Do this
Reproduce the listing below, starting at the line that contains "Look at the photograph above. For each instance of the blurred" and stopping after the line that contains "[(130, 292)]", with the requests kept. Add -129 to each coordinate value in the answers.

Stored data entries
....................

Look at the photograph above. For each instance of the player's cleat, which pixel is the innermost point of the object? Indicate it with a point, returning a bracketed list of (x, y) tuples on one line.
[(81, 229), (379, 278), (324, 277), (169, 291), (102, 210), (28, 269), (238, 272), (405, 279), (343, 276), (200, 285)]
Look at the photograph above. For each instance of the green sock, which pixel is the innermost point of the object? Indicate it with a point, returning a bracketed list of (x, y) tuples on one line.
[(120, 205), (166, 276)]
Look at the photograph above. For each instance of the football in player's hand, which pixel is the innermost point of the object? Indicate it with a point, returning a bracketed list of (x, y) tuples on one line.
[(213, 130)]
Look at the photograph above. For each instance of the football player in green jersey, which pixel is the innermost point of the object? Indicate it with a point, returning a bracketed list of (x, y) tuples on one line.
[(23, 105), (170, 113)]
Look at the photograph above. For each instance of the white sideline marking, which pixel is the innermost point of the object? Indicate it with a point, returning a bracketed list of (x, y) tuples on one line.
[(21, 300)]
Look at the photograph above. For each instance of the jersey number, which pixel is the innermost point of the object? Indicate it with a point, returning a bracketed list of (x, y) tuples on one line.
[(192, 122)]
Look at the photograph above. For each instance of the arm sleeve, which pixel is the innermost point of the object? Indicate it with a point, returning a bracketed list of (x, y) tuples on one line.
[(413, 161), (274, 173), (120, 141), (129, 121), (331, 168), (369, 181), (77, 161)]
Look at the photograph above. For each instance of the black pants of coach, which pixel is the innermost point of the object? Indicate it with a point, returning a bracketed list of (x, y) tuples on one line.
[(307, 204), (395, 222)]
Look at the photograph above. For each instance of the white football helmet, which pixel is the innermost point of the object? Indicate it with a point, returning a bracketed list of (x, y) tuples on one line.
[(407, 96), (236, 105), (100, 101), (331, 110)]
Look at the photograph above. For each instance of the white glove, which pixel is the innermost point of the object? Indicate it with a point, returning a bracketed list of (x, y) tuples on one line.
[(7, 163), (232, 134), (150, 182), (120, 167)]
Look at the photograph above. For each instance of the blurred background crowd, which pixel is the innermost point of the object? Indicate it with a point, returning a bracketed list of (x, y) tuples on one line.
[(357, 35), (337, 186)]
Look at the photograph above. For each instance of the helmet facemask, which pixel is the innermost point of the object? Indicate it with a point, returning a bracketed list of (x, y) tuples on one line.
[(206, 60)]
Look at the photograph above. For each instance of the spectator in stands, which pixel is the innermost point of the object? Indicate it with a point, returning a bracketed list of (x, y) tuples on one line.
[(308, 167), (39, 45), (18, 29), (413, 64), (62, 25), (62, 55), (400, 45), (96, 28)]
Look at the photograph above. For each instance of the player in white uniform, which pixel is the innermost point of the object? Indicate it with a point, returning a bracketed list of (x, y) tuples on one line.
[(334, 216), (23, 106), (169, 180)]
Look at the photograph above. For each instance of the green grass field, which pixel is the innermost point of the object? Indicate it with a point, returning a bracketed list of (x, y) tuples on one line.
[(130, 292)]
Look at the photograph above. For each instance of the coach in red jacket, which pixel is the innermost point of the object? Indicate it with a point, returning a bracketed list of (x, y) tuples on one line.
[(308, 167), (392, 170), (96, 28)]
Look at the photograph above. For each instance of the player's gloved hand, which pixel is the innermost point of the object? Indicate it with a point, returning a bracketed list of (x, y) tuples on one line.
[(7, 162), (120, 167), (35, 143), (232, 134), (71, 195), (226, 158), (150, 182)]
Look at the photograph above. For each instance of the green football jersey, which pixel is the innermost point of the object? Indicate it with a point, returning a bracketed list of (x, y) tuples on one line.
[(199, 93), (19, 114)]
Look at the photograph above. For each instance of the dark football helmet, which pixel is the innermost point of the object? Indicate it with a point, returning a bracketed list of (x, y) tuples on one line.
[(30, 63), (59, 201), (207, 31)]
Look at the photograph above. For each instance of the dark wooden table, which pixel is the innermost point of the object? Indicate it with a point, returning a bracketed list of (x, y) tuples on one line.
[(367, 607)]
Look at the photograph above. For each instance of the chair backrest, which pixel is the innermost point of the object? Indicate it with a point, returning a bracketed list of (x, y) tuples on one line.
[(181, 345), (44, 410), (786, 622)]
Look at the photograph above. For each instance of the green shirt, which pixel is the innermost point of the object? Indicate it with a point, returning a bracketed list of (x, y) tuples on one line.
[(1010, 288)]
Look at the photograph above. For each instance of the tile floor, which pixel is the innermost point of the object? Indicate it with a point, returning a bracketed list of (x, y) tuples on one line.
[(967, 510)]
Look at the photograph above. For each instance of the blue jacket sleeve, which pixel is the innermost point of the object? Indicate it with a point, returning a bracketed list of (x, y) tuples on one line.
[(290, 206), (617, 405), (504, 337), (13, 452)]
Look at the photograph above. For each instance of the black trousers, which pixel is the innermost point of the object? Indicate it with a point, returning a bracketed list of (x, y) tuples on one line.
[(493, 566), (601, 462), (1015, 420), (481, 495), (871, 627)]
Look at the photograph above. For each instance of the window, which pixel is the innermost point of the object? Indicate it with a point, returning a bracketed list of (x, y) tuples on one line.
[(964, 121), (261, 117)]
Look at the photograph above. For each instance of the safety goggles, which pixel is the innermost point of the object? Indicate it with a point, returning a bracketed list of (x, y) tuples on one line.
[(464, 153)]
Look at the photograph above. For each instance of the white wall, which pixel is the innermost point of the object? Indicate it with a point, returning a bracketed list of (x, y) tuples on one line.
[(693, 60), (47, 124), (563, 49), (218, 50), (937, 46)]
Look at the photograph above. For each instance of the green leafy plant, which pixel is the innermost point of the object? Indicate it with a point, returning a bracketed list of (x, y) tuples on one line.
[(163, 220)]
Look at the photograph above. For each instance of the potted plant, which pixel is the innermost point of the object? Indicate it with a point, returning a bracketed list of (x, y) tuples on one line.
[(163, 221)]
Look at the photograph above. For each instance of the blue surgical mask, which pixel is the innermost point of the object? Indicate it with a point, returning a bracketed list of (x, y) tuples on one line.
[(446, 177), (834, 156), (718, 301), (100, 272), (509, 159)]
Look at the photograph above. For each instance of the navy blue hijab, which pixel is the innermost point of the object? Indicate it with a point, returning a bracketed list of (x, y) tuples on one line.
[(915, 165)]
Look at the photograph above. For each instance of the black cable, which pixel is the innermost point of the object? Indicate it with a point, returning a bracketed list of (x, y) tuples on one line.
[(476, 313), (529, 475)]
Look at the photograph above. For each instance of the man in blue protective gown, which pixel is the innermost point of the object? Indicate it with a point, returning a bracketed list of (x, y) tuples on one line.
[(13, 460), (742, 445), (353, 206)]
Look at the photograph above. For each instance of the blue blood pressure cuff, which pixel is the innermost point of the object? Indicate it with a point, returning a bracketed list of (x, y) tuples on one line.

....................

Solution to this task
Look at the photograph above. For each instance of the blurred background crowd, which pixel is the innermost point of the object? Indicate it with a point, returning a bracketed list of (x, y) tuples on one line.
[(228, -94), (208, 57)]
Look at the photograph above. For each instance of the helmet facemask, which pixel is the innermost point of the object? Indicate it with a point, returning a bracketed list of (x, y) tuples on one line.
[(77, -69)]
Look at the photograph above. For each instance of the spectator in stands, which pixel is the innermost point of the object? Indicate it with a point, returning a bracketed list of (x, y) tuples on one line.
[(179, 38), (-90, -84), (-111, -100), (284, -65), (-67, -104), (-67, -74), (271, -84), (-33, -101)]
Look at the photograph above. For each instance of the player in white uniform, which pixel is the innermost point of the object? Indicate it with a point, returning a bracketed list of (x, y) tuples on one line.
[(205, 87), (-106, -23), (40, 51)]
Look at the photograph above. For each instance of the green grass field, which pixel is the innermost point of the object? Indicate it with a point, returning a bracketed list of (x, y) tuples on one line.
[(1, 163)]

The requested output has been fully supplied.